(Saved entries)
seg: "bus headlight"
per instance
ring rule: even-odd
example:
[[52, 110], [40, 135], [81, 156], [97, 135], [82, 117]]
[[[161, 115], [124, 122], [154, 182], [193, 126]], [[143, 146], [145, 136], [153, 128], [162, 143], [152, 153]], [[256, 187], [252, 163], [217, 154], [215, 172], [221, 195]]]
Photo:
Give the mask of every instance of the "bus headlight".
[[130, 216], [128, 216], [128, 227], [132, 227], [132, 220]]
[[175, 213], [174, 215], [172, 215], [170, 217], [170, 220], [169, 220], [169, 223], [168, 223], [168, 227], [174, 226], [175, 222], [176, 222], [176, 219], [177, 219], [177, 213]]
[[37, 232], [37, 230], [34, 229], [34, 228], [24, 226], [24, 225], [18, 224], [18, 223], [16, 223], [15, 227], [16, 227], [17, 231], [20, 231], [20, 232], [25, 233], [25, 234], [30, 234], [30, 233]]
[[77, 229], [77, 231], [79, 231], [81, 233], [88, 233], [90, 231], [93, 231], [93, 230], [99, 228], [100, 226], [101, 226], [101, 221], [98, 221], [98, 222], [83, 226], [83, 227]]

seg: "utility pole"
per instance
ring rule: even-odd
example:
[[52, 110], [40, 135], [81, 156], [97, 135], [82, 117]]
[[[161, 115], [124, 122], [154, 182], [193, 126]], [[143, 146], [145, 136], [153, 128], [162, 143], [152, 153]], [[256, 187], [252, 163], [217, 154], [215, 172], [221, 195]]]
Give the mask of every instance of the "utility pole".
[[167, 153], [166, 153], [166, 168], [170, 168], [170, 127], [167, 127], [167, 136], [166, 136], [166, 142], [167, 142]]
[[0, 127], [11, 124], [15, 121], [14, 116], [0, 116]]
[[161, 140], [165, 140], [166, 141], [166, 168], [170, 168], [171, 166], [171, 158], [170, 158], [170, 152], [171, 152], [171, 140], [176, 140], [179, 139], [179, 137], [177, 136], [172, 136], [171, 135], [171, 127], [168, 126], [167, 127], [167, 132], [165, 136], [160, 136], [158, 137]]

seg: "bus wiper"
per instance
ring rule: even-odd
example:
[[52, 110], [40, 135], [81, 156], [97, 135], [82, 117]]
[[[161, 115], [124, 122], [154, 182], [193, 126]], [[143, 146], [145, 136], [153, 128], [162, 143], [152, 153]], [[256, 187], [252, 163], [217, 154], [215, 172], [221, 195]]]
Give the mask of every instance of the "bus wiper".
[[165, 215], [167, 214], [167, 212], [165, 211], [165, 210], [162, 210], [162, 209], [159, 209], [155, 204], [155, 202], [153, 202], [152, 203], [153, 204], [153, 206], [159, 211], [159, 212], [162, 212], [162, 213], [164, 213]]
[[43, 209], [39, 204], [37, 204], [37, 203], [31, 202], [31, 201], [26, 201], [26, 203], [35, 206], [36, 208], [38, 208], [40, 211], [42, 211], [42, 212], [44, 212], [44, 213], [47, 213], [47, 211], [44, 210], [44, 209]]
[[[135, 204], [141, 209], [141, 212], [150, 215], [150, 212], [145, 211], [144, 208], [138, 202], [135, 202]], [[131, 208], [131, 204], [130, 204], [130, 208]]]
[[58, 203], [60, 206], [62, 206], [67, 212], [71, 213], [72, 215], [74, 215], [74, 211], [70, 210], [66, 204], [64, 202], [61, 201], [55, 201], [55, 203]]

▶ YOUR GOAL: The entries above should be copied out exactly, with none left out.

▶ EXPECTED OUTPUT:
seg: "bus headlight"
per instance
ring rule: even-odd
example:
[[52, 110], [40, 135], [81, 156], [97, 135], [82, 117]]
[[[161, 115], [124, 122], [154, 182], [193, 126]], [[143, 146], [145, 136], [153, 128], [162, 143], [152, 153]], [[256, 187], [252, 163], [217, 154], [215, 172], [221, 195]]]
Photo:
Give the mask of every instance of the "bus headlight".
[[130, 216], [128, 216], [128, 227], [132, 227], [132, 220]]
[[175, 213], [174, 215], [172, 215], [170, 217], [170, 220], [169, 220], [169, 223], [168, 223], [168, 227], [174, 226], [175, 222], [176, 222], [176, 219], [177, 219], [177, 213]]
[[37, 232], [37, 230], [34, 229], [34, 228], [24, 226], [24, 225], [18, 224], [18, 223], [16, 223], [15, 227], [16, 227], [17, 231], [20, 231], [20, 232], [25, 233], [25, 234], [30, 234], [30, 233]]
[[77, 229], [77, 231], [79, 231], [81, 233], [88, 233], [90, 231], [93, 231], [93, 230], [99, 228], [100, 226], [101, 226], [101, 221], [98, 221], [98, 222], [83, 226], [83, 227]]

seg: "utility pole"
per instance
ring rule: even-odd
example:
[[52, 110], [40, 135], [81, 156], [97, 135], [82, 117]]
[[[161, 115], [124, 122], [154, 182], [193, 126]], [[143, 146], [145, 136], [153, 128], [162, 143], [152, 153]], [[256, 187], [252, 163], [217, 154], [215, 172], [221, 195]]]
Give the mask of every instance of the "utility pole".
[[167, 153], [166, 153], [166, 168], [170, 168], [170, 127], [167, 127], [167, 136], [166, 136], [166, 142], [167, 142]]
[[0, 127], [11, 124], [15, 121], [14, 116], [0, 116]]
[[161, 140], [165, 140], [166, 141], [166, 168], [170, 168], [171, 166], [171, 158], [170, 158], [170, 152], [171, 152], [171, 140], [176, 140], [179, 139], [179, 137], [177, 136], [172, 136], [171, 135], [171, 127], [168, 126], [167, 127], [167, 132], [165, 136], [160, 136], [158, 137]]

seg: "bus wiper"
per instance
ring rule: even-odd
example:
[[52, 110], [40, 135], [81, 156], [97, 135], [82, 117]]
[[[161, 115], [124, 122], [154, 182], [193, 126]], [[143, 146], [145, 136], [153, 128], [162, 143], [152, 153]], [[256, 187], [252, 163], [217, 154], [215, 172], [221, 195]]]
Give the mask of every instance of the "bus wiper".
[[165, 215], [167, 214], [167, 212], [165, 211], [165, 210], [162, 210], [162, 209], [159, 209], [155, 204], [155, 202], [153, 202], [152, 203], [153, 204], [153, 206], [159, 211], [159, 212], [162, 212], [162, 213], [164, 213]]
[[43, 209], [39, 204], [37, 204], [37, 203], [31, 202], [31, 201], [26, 201], [26, 203], [35, 206], [36, 208], [38, 208], [40, 211], [42, 211], [42, 212], [44, 212], [44, 213], [47, 213], [47, 211], [44, 210], [44, 209]]
[[[135, 204], [141, 209], [141, 212], [150, 215], [150, 212], [145, 211], [144, 208], [138, 202], [135, 202]], [[131, 208], [131, 204], [130, 204], [130, 208]]]
[[58, 203], [60, 206], [62, 206], [67, 212], [71, 213], [72, 215], [74, 215], [74, 211], [70, 210], [66, 204], [64, 202], [61, 201], [55, 201], [55, 203]]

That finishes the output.